▼▼▼
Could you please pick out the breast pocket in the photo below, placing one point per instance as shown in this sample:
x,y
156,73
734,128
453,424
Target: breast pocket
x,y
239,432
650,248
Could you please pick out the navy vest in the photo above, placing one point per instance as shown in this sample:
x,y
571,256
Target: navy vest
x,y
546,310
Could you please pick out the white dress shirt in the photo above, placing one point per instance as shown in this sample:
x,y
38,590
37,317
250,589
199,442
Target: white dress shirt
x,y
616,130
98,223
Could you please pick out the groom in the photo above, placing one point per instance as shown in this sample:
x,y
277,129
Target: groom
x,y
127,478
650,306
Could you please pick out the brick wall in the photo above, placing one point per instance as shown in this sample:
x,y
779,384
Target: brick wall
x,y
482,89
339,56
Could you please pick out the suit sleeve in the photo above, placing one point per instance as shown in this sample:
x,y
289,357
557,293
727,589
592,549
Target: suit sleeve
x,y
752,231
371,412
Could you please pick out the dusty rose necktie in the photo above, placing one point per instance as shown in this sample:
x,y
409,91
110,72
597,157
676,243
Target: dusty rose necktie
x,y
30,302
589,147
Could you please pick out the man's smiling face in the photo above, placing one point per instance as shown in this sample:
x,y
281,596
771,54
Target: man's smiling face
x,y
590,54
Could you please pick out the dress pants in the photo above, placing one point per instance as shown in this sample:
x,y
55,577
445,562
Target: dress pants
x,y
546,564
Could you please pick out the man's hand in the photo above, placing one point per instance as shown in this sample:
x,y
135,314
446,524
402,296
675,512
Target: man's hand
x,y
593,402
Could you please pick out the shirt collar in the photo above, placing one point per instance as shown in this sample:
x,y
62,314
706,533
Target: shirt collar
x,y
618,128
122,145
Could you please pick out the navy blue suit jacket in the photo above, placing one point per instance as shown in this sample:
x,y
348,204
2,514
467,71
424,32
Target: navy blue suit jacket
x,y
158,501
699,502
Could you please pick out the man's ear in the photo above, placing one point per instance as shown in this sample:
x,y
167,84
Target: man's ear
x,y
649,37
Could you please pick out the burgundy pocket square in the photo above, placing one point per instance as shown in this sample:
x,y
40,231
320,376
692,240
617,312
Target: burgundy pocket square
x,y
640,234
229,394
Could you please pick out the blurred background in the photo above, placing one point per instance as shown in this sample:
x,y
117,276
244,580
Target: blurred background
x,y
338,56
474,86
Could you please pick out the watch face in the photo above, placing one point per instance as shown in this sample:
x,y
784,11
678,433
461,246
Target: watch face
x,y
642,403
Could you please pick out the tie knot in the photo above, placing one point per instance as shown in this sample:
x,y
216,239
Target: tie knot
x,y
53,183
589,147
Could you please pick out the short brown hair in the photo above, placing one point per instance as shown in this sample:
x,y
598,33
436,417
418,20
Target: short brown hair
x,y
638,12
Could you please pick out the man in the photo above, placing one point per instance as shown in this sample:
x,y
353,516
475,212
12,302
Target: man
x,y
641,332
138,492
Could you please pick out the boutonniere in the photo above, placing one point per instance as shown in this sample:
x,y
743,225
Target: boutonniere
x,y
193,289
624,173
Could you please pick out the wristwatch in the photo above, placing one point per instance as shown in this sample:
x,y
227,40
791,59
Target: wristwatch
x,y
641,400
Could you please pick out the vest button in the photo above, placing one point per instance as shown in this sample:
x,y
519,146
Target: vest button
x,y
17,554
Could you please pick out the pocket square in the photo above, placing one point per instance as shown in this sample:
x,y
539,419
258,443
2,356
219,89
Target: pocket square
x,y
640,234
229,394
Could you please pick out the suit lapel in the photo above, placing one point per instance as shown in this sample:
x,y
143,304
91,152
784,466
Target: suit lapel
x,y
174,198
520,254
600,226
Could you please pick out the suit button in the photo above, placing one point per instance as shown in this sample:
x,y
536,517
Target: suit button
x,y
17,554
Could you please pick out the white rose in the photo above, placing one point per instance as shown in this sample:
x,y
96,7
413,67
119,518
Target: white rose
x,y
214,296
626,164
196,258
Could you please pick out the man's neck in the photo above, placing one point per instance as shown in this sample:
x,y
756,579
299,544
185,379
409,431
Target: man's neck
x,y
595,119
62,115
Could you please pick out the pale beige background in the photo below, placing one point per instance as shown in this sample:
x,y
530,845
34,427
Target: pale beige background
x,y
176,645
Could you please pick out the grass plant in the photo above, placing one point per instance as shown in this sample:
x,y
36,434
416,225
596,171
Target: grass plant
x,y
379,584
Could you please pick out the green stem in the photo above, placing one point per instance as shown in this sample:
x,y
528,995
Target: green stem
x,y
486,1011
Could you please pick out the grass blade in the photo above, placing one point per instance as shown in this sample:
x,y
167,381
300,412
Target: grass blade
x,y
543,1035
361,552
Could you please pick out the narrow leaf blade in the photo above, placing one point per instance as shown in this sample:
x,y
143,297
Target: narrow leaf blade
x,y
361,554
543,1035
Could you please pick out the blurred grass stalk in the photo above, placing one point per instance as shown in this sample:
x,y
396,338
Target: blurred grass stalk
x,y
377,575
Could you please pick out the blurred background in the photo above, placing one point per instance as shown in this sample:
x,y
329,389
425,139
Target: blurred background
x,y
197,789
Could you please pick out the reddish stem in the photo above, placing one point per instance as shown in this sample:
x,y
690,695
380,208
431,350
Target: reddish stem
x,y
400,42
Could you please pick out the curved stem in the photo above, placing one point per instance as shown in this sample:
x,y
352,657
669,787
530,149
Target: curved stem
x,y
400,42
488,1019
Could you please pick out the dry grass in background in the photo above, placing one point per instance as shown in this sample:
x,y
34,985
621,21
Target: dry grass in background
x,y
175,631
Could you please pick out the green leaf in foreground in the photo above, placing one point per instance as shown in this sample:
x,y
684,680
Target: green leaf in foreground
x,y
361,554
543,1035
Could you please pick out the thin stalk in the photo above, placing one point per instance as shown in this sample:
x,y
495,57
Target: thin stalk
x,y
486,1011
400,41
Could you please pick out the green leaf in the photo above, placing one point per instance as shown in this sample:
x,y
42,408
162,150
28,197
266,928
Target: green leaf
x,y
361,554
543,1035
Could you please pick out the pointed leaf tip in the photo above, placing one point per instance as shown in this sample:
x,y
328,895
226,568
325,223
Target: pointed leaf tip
▲▲▲
### [What you are asked to do]
Preserving every character, copy the records above out again.

### [Solution for this exercise]
Could you please pick out the breast pocket in the photo below, placing one point per instance as shown in this sample:
x,y
156,73
734,128
453,424
Target: breast pocket
x,y
239,432
650,248
Could you please pick out the navy vest in the photo above, placing one point per instance as shown in this sample:
x,y
571,256
Target: navy vest
x,y
546,310
Could you please pick out the white dress shirt in the photo above, placing one point per instance as shown in this sample:
x,y
38,590
37,317
250,589
199,442
Target: white dress shirt
x,y
616,130
98,223
Could you please pick out the groom in the photo above, placing one point per instance as shown in this sample:
x,y
277,129
Target: groom
x,y
127,478
650,306
Could you please pick out the brick wall in the photo above, placing one point per instance as shown in this sample:
x,y
779,384
Target: brick wall
x,y
482,89
339,56
Could you please pick out the suit sleeve in the photo above, placing one point per instance as shown in this sample:
x,y
289,357
557,293
727,589
592,549
Target: suit sleeve
x,y
752,231
371,412
Could you please pick out the dusty rose necktie in the photo above, placing one point per instance as shown in this sample:
x,y
409,91
110,72
597,157
676,243
Target: dusty rose necktie
x,y
30,302
589,147
Could you please pick out the man's smiling face in the photo above, placing one point per instance as shown in this sample:
x,y
281,596
771,54
Target: man's smiling face
x,y
590,54
Could you please pick out the dress pants in the photo above, placing one point per instance as shown in this sample:
x,y
55,577
445,562
Target: dress pants
x,y
546,564
Could you please pick out the man's hand in the photo above, placing one point per instance as shown in this sample:
x,y
135,314
446,524
402,296
675,512
Target: man's hand
x,y
593,402
Could you please pick out the shirt collar in the photo above, placing one point per instance as shown in this sample:
x,y
62,314
706,533
Target: shirt collar
x,y
618,128
122,145
Could you please pick out the navy blue suit jacket in the photo above, placing one point per instance as shown in this sample:
x,y
348,204
2,514
467,71
424,32
Target: navy blue suit jacket
x,y
158,501
699,502
Could you please pick out the man's ear in the photo above, placing one point per instance as shown in this sample:
x,y
167,84
Target: man's ear
x,y
649,37
Could you please pick out the burgundy pocket square in the photo above, placing one point per instance as shown in this sample:
x,y
40,231
320,376
692,240
617,312
Target: burgundy pocket square
x,y
640,234
229,394
Could you please pick out the blurred background in the photo above, placing one point per instance as shown in this sample:
x,y
117,276
244,580
Target: blurred background
x,y
338,56
474,86
Could you please pick out the watch face in the photo above, placing one point per instance as shown in this sample:
x,y
784,11
678,433
461,246
Target: watch face
x,y
642,403
Could you please pick out the tie knot in the photo above, placing one point per instance as shown in this sample:
x,y
216,239
Target: tie knot
x,y
53,183
589,147
Could you please pick out the short brown hair in the photo above, placing one point per instance as shown in this sample:
x,y
598,33
436,417
418,20
Target: short brown hair
x,y
638,12
Could you please pick out the man in the photo above, placing one point per instance as shown in this sample:
x,y
353,516
475,212
12,302
Target: man
x,y
641,332
138,492
Could you please pick out the boutonniere in the photo above, placing one point per instance as shown in this sample:
x,y
743,225
Target: boutonniere
x,y
193,289
624,173
Could you please pick out the wristwatch in the photo above, placing one point per instance as shown in this sample:
x,y
227,40
791,59
Target: wristwatch
x,y
641,400
Could you please pick out the vest button in the photo above, placing one point per instance as shown in this sample:
x,y
519,146
Target: vest button
x,y
17,554
Could you please pick out the pocket square in the photo above, placing one point per instance as shown in this sample:
x,y
539,419
258,443
2,356
219,89
Target: pocket square
x,y
640,234
229,394
Could you please pick out the suit lapel in the photo above, placing one point per instance as shown in this sample:
x,y
143,304
91,152
784,466
Target: suit lapel
x,y
174,198
520,254
600,226
Could you please pick out the suit button in the photo above, placing one point per instance as shown in this sample:
x,y
536,517
Target: suit button
x,y
17,554
Could you please pick out the white rose in the photo above, placing one point per instance as shown in this sample:
x,y
96,7
413,67
119,518
Target: white rose
x,y
214,296
626,164
196,258
Could you please pick out the man's neck in the photo above, placing one point per instance as shown in this sample:
x,y
756,579
299,544
185,379
409,431
Target: man's neck
x,y
595,119
62,115
Could you please pick out the pale beige background in the photo below, placing one point per instance as shown in this sample:
x,y
530,845
34,427
Target: pale beige background
x,y
176,645
Could you please pick out the grass plant in the photo above, placing one point per instance as shown in this sample:
x,y
36,434
416,225
596,171
Target: grass plant
x,y
379,584
Could you please pick out the green stem in the photo above, placing one point per instance as shown in this sample:
x,y
528,995
Target: green stem
x,y
486,1011
Could you please pick out the grass blade in the photo above, placing one point per instance as shown in this sample:
x,y
167,381
300,412
Target: grass blade
x,y
543,1035
361,552
Could you please pick out the narrow leaf blade in the photo above, placing one point per instance as shown in this sample:
x,y
143,297
Target: narrow leaf blade
x,y
361,554
543,1035
Could you please pick out the blurred grass stalk in the photo above, placing one point per instance as shown in this sample:
x,y
396,338
Target: blurred grass stalk
x,y
377,575
Could you please pick out the blurred background in the photo above, placing one point per instance as shown in this sample:
x,y
329,389
425,139
Target: blurred background
x,y
197,789
Could you please pick out the reddish stem in the photo above, placing one point per instance as shown in this sample:
x,y
690,695
380,208
431,350
Target: reddish stem
x,y
400,42
Could you please pick out the curved stem in the photo above, placing one point per instance as shown in this sample:
x,y
352,657
669,787
530,149
Target: curved stem
x,y
400,42
488,1019
Could you please pick out the dry grass in background in the photo above, placing one point per instance as shown in this sample:
x,y
34,985
621,21
Target: dry grass in background
x,y
175,631
Could you please pick out the green leaf in foreground in the photo above, placing one point per instance as shown in this sample:
x,y
684,680
Target: green leaf in foreground
x,y
361,554
543,1035
Could you please pick out the thin stalk in the photo above, placing one point per instance as shown in this sample:
x,y
495,57
Target: thin stalk
x,y
486,1011
400,41
Could you please pick out the green leaf in the photo above, placing one point per instance as shown in this sample:
x,y
42,408
162,150
28,197
266,928
Target: green leaf
x,y
361,554
543,1035
Could you please pick out the pointed leaf tip in the photo above, placing one point per instance as shown in this sample:
x,y
328,895
226,568
325,223
Target: pointed leaf tip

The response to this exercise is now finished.